*Text shown*

My youngest just saved up his money and bought a second-hand dirt bike which so far has been nothing but trouble and is proving to be less than a bargain.  He’s murderously angry …  and so like a man in his determination to assign blame for everything.

If I had $1,000 in spare change under the sofa cushions I would toss the stupid thing out and buy him a new one with a nice shiny guarantee.  I know, I know … I’m told by friends and acquaintances all over that children should be taught fiscal responsibility and respect for their belongings by buying their own stuff.  My weakness is clearly the cause of the dysfunction in this family, and I can only imagine the harmony that exists in the houses of those lucky folk who have it all so figured out, and whose children, presumably, are perfect.

The teen heartbreak of course continues.  My daughter still pines over a young man who tossed her aside under pressure from his fanatical family, and apparently God.  Neither of them is moving on because neither of them wanted to break-up, but it turns out it’s not that easy to get over someone who keeps texting to say how much they miss you.

*Records*

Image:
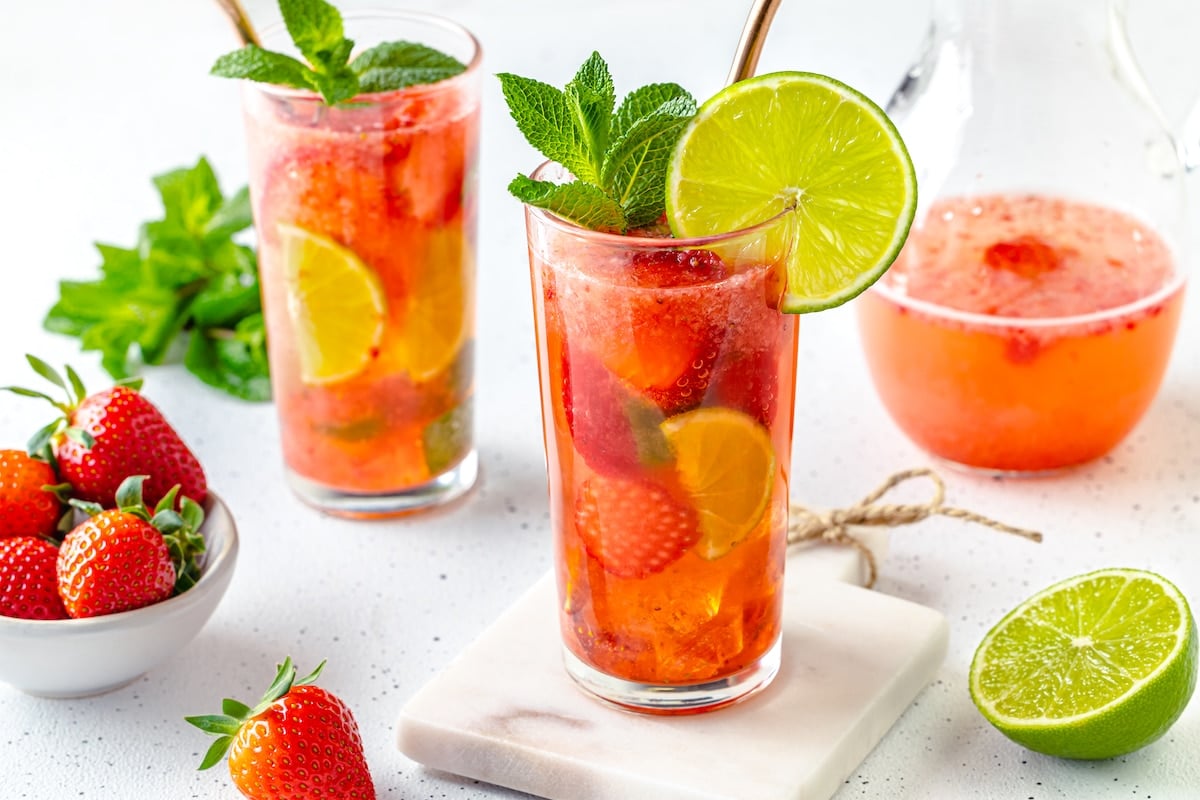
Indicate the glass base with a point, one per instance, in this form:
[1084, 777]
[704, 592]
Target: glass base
[445, 488]
[681, 698]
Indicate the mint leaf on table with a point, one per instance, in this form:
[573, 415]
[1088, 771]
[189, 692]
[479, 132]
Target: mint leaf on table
[618, 157]
[186, 275]
[233, 361]
[318, 32]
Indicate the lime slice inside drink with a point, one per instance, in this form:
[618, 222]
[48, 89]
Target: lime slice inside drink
[802, 142]
[1095, 667]
[336, 304]
[726, 463]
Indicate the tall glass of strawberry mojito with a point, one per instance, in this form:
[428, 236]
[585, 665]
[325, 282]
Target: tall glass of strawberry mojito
[671, 246]
[365, 211]
[667, 380]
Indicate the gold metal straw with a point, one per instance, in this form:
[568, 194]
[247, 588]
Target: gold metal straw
[745, 60]
[240, 20]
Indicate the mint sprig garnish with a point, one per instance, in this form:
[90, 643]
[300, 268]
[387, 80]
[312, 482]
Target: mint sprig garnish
[317, 30]
[185, 278]
[618, 156]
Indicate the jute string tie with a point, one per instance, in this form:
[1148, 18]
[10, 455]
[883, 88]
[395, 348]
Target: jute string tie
[809, 525]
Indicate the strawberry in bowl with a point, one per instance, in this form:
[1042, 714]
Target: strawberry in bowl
[145, 557]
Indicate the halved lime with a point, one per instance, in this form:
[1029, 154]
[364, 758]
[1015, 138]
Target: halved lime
[336, 305]
[804, 142]
[1093, 667]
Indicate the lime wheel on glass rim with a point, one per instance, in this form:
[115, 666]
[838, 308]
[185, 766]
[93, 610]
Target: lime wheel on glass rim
[808, 144]
[1093, 667]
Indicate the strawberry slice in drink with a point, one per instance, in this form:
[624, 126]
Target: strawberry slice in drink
[612, 428]
[666, 344]
[634, 528]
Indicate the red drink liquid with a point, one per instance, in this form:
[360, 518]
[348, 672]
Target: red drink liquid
[389, 178]
[1023, 332]
[637, 337]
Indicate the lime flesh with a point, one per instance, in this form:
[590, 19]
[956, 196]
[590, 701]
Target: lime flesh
[1093, 667]
[808, 144]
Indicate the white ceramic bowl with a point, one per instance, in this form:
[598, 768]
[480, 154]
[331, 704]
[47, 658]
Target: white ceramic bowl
[77, 657]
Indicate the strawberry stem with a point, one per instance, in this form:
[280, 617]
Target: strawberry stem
[235, 714]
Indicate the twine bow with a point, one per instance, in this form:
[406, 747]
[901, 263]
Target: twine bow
[807, 525]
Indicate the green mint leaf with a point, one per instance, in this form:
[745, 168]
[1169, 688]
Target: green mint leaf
[399, 65]
[336, 86]
[337, 58]
[190, 197]
[635, 168]
[581, 203]
[120, 266]
[227, 299]
[171, 257]
[645, 102]
[231, 217]
[592, 97]
[252, 62]
[185, 272]
[545, 118]
[316, 29]
[233, 361]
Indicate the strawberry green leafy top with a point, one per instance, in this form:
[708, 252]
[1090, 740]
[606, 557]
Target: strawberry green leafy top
[317, 30]
[618, 156]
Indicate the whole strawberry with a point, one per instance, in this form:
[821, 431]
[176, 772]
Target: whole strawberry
[125, 558]
[103, 438]
[28, 587]
[634, 528]
[27, 507]
[300, 743]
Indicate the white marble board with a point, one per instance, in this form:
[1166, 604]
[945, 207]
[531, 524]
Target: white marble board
[505, 711]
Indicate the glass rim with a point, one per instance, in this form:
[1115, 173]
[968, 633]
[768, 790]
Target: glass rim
[625, 241]
[994, 322]
[473, 64]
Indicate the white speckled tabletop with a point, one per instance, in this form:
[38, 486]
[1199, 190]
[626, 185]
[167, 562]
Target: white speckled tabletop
[99, 96]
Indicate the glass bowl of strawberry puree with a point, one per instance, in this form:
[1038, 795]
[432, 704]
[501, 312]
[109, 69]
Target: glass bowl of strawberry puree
[1023, 332]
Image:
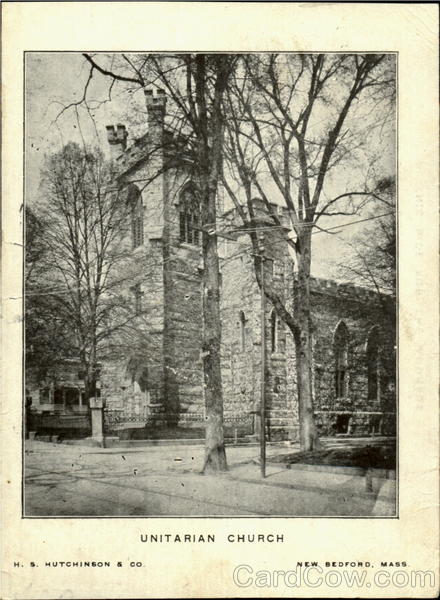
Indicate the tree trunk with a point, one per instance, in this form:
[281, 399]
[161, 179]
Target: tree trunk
[309, 439]
[215, 456]
[210, 139]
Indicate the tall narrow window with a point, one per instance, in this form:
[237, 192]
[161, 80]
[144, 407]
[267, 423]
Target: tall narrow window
[189, 227]
[136, 290]
[137, 216]
[341, 359]
[373, 363]
[273, 331]
[242, 330]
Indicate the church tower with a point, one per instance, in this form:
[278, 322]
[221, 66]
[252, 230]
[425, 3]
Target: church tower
[160, 377]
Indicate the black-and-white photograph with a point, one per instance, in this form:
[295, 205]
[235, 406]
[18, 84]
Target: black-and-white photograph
[210, 285]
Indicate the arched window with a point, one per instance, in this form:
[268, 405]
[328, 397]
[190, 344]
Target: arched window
[273, 331]
[373, 363]
[242, 331]
[189, 213]
[340, 347]
[137, 216]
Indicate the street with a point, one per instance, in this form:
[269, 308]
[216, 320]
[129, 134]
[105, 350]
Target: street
[63, 480]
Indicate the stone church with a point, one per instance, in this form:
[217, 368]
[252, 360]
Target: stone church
[161, 384]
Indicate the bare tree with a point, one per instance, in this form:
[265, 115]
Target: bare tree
[196, 85]
[293, 122]
[79, 283]
[373, 262]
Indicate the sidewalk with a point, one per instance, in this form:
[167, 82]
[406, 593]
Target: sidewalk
[66, 480]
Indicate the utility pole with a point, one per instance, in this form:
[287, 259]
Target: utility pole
[263, 363]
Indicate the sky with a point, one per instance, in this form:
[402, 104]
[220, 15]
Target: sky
[55, 80]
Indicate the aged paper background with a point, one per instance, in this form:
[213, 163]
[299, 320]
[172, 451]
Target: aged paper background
[174, 570]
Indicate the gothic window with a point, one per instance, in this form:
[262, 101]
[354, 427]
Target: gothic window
[373, 363]
[340, 346]
[242, 331]
[273, 331]
[189, 221]
[136, 290]
[137, 216]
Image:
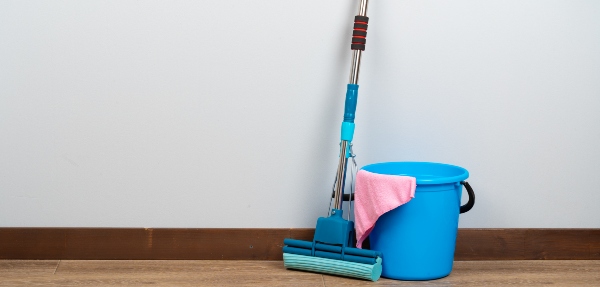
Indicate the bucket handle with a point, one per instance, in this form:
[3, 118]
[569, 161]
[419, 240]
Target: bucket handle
[471, 201]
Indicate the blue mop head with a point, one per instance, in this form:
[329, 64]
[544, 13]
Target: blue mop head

*Exercise objective*
Revise the dirt bike post from "If I had $1,000" to "they miss you.", putting "couch cushions" in place of "sofa cushions".

*Answer box*
If I had $1,000 in spare change under the couch cushions I would toss the stupid thing out and buy him a new one with a nice shiny guarantee.  I know, I know … I’m told by friends and acquaintances all over that children should be taught fiscal responsibility and respect for their belongings by buying their own stuff.  My weakness is clearly the cause of the dysfunction in this family, and I can only imagine the harmony that exists in the houses of those lucky folk who have it all so figured out, and whose children, presumably, are perfect.

The teen heartbreak of course continues.  My daughter still pines over a young man who tossed her aside under pressure from his fanatical family, and apparently God.  Neither of them is moving on because neither of them wanted to break-up, but it turns out it’s not that easy to get over someone who keeps texting to say how much they miss you.